Part of a data file:
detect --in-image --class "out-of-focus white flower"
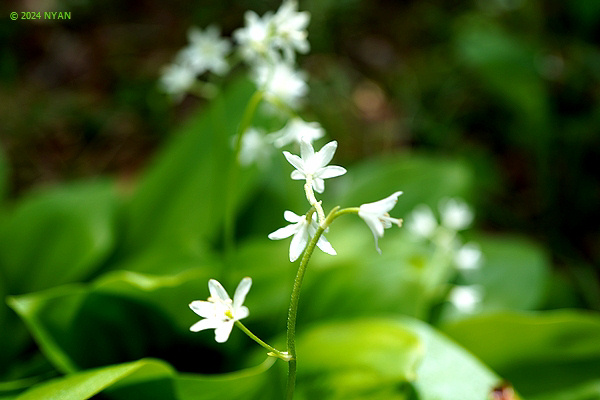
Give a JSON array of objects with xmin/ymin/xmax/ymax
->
[
  {"xmin": 178, "ymin": 25, "xmax": 231, "ymax": 75},
  {"xmin": 406, "ymin": 204, "xmax": 438, "ymax": 238},
  {"xmin": 238, "ymin": 128, "xmax": 271, "ymax": 166},
  {"xmin": 268, "ymin": 117, "xmax": 325, "ymax": 148},
  {"xmin": 269, "ymin": 210, "xmax": 337, "ymax": 262},
  {"xmin": 159, "ymin": 64, "xmax": 196, "ymax": 101},
  {"xmin": 190, "ymin": 277, "xmax": 252, "ymax": 343},
  {"xmin": 454, "ymin": 242, "xmax": 483, "ymax": 270},
  {"xmin": 448, "ymin": 285, "xmax": 483, "ymax": 313},
  {"xmin": 358, "ymin": 192, "xmax": 402, "ymax": 254},
  {"xmin": 273, "ymin": 0, "xmax": 310, "ymax": 62},
  {"xmin": 233, "ymin": 11, "xmax": 274, "ymax": 62},
  {"xmin": 440, "ymin": 199, "xmax": 473, "ymax": 231},
  {"xmin": 283, "ymin": 139, "xmax": 346, "ymax": 193},
  {"xmin": 254, "ymin": 62, "xmax": 308, "ymax": 109}
]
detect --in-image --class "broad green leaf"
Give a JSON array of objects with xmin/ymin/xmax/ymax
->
[
  {"xmin": 124, "ymin": 80, "xmax": 256, "ymax": 252},
  {"xmin": 0, "ymin": 182, "xmax": 117, "ymax": 294},
  {"xmin": 444, "ymin": 310, "xmax": 600, "ymax": 396},
  {"xmin": 297, "ymin": 318, "xmax": 424, "ymax": 398},
  {"xmin": 17, "ymin": 359, "xmax": 175, "ymax": 400}
]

WHAT YOU HAVE TO DO:
Reproduce every line of the records above word for word, omitting the pictures.

EXERCISE RESPONSE:
detect --in-image --class "out-of-focus white flower"
Give a JSON array of objects with xmin/ymin/xmax/ymax
->
[
  {"xmin": 178, "ymin": 25, "xmax": 231, "ymax": 75},
  {"xmin": 406, "ymin": 204, "xmax": 438, "ymax": 238},
  {"xmin": 238, "ymin": 128, "xmax": 271, "ymax": 166},
  {"xmin": 268, "ymin": 117, "xmax": 325, "ymax": 148},
  {"xmin": 269, "ymin": 210, "xmax": 337, "ymax": 262},
  {"xmin": 159, "ymin": 64, "xmax": 196, "ymax": 101},
  {"xmin": 190, "ymin": 277, "xmax": 252, "ymax": 343},
  {"xmin": 454, "ymin": 242, "xmax": 483, "ymax": 270},
  {"xmin": 448, "ymin": 285, "xmax": 483, "ymax": 313},
  {"xmin": 358, "ymin": 192, "xmax": 402, "ymax": 254},
  {"xmin": 273, "ymin": 0, "xmax": 310, "ymax": 62},
  {"xmin": 233, "ymin": 11, "xmax": 274, "ymax": 62},
  {"xmin": 440, "ymin": 199, "xmax": 473, "ymax": 231},
  {"xmin": 283, "ymin": 139, "xmax": 346, "ymax": 193},
  {"xmin": 254, "ymin": 62, "xmax": 308, "ymax": 109}
]
detect --in-image --class "broad green leaf"
Give a JSON array of objects with xmin/ymin/xmax/ymax
->
[
  {"xmin": 124, "ymin": 80, "xmax": 256, "ymax": 252},
  {"xmin": 0, "ymin": 182, "xmax": 117, "ymax": 294},
  {"xmin": 444, "ymin": 310, "xmax": 600, "ymax": 396},
  {"xmin": 297, "ymin": 318, "xmax": 424, "ymax": 398},
  {"xmin": 17, "ymin": 359, "xmax": 175, "ymax": 400}
]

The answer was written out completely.